Tous ces enjeux doivent être pris en compte. Taxer, fiscaliser tout et tout le temps c’est une habitude qu’il faut perdre.


Laurent Timsit, Délégué Général FNAM : On peut ajouter deux points : ce n’est pas parce que le kérosène n’est pas taxé sur les vols internationaux que le transport aérien n’est pas taxé. Il y a de lourdes taxes qui sont régulièrement oubliées dans le discours politique.

Deuxième point, et ce que nous regrettons c’est que le fruit de cette taxation ne soit pas réinvesti dans la transition énergétique de l’aérien. C’est un point -clé pour nous.


Pascal de Izaguirre, Président de la FNAM : C’est un problème de logique. Un problème d’approche.

Soit on décide de taxer pour pénaliser, pour réduire dans une logique malthusienne, soit on décide de mettre les moyens et les actions sur comment accélérer cette transition énergétique du transport aérien.

A la FNAM nous considérons que les solutions existent, et nous souhaitons que les pouvoirs publics nous accompagnent et nous soutiennent dans ces efforts de décarbonation avec, par exemple, la filière « Carburant Aéronautiques Durables » ou les mécanismes d’incitation fiscale.

La taxation n’est pas la bonne réponse. Elle risque de réduire encore plus notre compétitivité, nous pénaliser en tant que secteur créateurs d’emplois.

Nous plaidons pour une action volontariste de l’Etat pour nous accompagner, pour accélérer la transition. Le poids des taxes et des redevances nous pénalise très fortement et a pour conséquence une régression du pavillon national depuis les vingt dernières années.


"En Europe, nous continuons d’aller dans la transition énergétique sans discernement"

TourMaG : Au sujet de l’aide de l’Etat justement, Radio France diffuse gratuitement en ce moment un spot de publicité de Greenpeace pour promouvoir les voyages sans avion. Allez-vous, vous aussi, vous adresser à l’Etat via Radio France pour demander à avoir un spot gratuit pour plaider votre cause ?

Alain Battisti :
Nous ne faisons pas de politique. Je pense pour élargir le sujet sur un plan économique mondial que nous sommes actuellement à un point de bascule.

On voit bien qu’il y a deux mondes économiques qui vont s’affronter durablement et fortement : les Etats-Unis et la Chine. En Chine, le congrès est terminé et cela va se faire. Aux Etats-Unis, il y a un plan massif de l’Administration Biden qui rend l'énergie bon marché et qui vise à relocaliser massivement aux USA l’industrie américaine qui s’était délocalisée en Chine.

☆ ☆ ☆ ☆ ☆

CONSIGNE 1:
Recopiez à l'identique un segment de l'entretien sur la taxation du transport aérien : commencez aux mots « Soit on décide de taxer » et arrêtez-vous après « mécanismes d’incitation fiscale. ».
CONSIGNE 2:
Dans l'entretien sur la taxation du transport aérien, que regrette la FNAM, selon Laurent Timsit, au sujet du fruit de cette taxation ?

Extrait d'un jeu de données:

☆ ☆ ☆ ☆ ☆

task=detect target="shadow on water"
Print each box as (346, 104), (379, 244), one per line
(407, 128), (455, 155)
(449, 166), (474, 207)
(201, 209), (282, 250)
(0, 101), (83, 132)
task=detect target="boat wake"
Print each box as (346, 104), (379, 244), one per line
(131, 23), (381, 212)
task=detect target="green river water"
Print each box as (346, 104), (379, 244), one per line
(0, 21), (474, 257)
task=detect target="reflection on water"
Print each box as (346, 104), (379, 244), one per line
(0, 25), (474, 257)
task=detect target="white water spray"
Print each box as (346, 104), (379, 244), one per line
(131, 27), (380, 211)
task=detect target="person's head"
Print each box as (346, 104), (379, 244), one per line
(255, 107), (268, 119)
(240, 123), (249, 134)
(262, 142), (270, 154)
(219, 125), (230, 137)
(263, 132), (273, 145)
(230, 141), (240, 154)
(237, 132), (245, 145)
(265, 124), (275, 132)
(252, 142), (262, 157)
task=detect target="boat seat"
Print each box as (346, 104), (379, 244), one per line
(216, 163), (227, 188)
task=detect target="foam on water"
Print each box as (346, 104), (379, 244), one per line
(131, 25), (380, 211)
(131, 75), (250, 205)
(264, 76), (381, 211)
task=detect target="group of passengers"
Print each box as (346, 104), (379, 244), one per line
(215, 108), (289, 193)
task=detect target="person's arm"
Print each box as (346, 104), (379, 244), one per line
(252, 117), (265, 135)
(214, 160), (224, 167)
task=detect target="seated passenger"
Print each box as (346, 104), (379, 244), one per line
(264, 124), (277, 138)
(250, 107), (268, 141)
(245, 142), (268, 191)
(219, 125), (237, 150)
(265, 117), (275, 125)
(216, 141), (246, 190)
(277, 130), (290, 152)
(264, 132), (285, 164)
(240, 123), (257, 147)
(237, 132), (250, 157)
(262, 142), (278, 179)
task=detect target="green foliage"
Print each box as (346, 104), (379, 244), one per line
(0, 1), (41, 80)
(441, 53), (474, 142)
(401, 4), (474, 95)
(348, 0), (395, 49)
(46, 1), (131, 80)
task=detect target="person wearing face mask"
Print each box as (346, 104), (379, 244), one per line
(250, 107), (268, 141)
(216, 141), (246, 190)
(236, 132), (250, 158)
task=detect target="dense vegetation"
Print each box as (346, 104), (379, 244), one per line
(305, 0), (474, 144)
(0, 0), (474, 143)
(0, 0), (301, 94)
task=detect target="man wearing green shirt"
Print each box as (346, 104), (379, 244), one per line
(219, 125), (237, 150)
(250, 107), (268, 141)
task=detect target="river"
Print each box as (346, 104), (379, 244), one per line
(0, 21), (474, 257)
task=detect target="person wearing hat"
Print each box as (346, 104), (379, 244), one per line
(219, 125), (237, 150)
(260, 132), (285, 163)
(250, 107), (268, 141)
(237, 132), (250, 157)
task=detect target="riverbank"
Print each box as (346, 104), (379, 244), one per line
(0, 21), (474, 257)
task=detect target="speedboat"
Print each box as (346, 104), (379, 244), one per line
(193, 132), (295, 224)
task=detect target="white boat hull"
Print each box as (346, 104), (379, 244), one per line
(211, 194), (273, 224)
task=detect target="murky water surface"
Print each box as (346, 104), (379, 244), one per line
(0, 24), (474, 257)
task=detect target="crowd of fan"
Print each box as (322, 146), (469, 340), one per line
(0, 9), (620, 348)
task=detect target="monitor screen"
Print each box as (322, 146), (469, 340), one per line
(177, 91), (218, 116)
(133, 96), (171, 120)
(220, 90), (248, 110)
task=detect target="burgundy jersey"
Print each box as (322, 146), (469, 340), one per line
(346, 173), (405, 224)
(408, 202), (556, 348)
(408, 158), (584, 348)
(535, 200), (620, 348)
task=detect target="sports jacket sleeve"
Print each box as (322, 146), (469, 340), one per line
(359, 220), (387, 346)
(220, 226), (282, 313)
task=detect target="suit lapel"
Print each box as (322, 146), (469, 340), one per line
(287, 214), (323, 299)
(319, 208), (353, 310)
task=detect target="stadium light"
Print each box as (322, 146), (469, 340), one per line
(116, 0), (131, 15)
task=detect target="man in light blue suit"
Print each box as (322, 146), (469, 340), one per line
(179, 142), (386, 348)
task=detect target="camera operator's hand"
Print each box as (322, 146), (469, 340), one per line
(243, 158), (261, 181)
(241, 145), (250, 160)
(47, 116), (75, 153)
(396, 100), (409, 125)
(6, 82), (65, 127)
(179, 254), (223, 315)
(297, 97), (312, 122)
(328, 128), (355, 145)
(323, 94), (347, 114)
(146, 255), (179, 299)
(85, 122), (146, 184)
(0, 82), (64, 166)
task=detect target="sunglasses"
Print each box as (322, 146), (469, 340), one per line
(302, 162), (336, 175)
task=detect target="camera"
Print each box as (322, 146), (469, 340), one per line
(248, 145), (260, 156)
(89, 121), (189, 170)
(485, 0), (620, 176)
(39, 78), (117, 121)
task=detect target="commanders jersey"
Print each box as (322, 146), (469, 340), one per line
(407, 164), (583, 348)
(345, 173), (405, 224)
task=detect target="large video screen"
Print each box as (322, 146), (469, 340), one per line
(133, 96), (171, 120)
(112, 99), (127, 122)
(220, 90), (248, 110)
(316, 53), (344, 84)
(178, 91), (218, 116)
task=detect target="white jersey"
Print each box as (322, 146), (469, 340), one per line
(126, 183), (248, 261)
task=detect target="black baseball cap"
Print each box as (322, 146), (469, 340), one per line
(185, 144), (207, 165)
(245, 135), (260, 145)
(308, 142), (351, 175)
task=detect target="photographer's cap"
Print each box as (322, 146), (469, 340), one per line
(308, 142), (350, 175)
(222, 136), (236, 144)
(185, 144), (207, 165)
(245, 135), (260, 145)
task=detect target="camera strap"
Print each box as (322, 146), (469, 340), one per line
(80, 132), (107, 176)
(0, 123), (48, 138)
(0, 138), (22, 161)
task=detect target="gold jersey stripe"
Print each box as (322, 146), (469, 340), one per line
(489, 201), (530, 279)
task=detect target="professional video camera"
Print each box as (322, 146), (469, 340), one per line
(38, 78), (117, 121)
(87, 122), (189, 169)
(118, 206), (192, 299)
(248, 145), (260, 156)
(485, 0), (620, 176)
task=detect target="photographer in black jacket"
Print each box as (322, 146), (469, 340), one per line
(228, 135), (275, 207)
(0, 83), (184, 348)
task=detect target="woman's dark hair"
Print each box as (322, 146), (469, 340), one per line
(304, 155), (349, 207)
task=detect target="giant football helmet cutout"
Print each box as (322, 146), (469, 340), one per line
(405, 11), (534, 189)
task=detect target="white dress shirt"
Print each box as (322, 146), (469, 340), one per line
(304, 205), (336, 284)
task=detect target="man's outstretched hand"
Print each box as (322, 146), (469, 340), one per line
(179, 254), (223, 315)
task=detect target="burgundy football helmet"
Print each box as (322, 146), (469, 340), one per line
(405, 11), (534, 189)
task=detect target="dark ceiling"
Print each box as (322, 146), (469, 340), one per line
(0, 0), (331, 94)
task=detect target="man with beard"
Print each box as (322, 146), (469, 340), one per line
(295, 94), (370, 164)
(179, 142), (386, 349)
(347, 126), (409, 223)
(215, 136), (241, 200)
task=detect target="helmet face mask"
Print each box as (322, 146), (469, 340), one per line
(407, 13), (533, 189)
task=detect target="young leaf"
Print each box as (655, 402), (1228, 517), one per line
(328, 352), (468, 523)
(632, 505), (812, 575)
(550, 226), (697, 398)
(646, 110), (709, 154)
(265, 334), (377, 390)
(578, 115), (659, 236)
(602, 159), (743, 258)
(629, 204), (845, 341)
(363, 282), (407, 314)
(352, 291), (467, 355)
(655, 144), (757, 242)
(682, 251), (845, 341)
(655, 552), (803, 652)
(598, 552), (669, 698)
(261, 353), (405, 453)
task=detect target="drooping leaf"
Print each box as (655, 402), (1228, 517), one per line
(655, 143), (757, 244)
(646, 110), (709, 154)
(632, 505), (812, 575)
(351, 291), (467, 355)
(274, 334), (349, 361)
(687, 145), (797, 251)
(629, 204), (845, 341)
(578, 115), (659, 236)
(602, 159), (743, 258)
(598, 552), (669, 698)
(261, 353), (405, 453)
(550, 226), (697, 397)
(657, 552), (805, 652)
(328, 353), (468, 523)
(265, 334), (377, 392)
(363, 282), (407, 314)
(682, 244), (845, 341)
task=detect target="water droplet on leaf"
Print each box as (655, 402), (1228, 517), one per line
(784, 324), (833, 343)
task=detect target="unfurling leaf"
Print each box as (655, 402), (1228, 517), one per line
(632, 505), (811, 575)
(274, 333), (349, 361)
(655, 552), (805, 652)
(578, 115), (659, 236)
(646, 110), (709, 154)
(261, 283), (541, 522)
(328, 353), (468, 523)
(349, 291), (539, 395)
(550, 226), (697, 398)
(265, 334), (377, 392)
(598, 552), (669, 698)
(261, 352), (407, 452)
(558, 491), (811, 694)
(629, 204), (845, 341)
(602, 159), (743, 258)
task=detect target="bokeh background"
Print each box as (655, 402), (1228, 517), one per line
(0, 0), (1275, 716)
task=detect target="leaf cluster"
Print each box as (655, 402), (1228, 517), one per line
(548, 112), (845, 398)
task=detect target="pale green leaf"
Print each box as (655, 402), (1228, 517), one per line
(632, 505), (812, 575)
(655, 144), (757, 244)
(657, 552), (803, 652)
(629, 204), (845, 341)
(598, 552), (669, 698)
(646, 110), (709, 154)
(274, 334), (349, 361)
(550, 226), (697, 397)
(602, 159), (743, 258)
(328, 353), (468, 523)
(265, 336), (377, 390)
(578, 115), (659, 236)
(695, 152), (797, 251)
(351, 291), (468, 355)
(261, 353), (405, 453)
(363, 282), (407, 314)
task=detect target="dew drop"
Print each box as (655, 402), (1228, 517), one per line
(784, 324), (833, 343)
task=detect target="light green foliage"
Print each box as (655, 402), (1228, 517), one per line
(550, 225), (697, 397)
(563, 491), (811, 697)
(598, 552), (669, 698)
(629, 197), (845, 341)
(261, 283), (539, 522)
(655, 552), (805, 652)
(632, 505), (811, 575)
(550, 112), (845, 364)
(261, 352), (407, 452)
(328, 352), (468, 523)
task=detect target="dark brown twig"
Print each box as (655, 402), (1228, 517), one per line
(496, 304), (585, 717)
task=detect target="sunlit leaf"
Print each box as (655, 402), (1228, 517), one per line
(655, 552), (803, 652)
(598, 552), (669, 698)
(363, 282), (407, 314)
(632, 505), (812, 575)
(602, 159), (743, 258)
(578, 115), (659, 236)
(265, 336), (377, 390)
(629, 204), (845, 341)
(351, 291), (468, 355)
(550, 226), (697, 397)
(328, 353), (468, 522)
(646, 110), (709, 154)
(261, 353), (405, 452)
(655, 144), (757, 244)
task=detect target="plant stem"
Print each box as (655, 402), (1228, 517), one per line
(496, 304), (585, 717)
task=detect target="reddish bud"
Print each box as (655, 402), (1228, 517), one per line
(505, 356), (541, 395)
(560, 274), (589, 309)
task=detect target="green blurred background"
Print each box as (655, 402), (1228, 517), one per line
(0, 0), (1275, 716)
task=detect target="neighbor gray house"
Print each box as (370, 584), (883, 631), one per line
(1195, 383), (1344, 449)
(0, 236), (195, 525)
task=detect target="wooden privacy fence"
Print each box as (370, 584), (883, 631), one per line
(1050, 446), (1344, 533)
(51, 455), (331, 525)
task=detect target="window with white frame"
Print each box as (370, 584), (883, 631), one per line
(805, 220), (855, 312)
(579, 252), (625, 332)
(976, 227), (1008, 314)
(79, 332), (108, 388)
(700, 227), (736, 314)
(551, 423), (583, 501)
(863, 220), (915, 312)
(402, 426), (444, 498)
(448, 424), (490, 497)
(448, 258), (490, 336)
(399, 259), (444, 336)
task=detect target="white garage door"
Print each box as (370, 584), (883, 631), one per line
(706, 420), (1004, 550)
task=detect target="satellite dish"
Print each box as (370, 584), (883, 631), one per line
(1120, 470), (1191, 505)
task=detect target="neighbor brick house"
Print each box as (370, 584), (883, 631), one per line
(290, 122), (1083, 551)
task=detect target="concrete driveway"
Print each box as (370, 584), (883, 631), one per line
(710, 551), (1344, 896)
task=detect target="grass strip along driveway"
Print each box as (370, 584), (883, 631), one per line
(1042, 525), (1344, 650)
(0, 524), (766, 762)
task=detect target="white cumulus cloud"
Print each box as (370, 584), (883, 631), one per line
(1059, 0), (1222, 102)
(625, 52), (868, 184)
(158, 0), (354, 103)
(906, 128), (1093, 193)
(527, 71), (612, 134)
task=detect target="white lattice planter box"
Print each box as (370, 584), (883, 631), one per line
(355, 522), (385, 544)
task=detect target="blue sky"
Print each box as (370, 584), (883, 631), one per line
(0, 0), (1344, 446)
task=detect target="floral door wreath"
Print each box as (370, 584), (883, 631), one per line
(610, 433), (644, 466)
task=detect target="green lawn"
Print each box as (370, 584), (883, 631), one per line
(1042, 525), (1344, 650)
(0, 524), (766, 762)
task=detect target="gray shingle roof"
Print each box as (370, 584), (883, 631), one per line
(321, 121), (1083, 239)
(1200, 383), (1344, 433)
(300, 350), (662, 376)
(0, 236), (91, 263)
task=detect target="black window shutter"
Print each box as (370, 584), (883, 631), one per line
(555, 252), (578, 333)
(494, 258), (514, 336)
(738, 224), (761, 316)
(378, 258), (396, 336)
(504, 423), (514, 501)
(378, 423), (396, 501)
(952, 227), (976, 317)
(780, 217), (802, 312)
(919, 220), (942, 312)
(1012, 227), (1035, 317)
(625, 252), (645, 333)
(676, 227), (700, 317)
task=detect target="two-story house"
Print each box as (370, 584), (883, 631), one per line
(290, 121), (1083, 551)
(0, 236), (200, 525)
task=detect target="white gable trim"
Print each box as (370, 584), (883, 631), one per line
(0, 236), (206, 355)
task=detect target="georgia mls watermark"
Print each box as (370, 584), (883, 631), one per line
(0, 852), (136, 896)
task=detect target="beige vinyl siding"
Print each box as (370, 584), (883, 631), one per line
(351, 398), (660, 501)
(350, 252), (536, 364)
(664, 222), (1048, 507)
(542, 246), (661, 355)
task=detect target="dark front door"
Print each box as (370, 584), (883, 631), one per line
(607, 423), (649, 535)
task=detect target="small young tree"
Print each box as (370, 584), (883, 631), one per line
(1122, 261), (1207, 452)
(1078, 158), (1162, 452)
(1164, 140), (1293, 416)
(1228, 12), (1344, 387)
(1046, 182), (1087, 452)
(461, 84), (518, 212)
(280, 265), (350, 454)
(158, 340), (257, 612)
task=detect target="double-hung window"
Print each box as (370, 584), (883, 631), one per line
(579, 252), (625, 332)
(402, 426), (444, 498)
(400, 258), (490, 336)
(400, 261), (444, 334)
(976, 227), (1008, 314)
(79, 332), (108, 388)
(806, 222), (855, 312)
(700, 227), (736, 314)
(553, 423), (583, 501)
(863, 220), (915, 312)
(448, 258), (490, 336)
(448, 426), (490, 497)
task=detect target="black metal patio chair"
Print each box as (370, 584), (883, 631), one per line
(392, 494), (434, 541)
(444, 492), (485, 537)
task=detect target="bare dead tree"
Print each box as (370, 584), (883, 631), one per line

☆ ☆ ☆ ☆ ☆

RÉPONSE COMPLÈTE 1:
Soit on décide de taxer pour pénaliser, pour réduire dans une logique malthusienne, soit on décide de mettre les moyens et les actions sur comment accélérer cette transition énergétique du transport aérien.

A la FNAM nous considérons que les solutions existent, et nous souhaitons que les pouvoirs publics nous accompagnent et nous soutiennent dans ces efforts de décarbonation avec, par exemple, la filière « Carburant Aéronautiques Durables » ou les mécanismes d’incitation fiscale.

RÉPONSE COMPLÈTE 2:
Qu'il ne soit pas réinvesti dans la transition énergétique de l'aérien.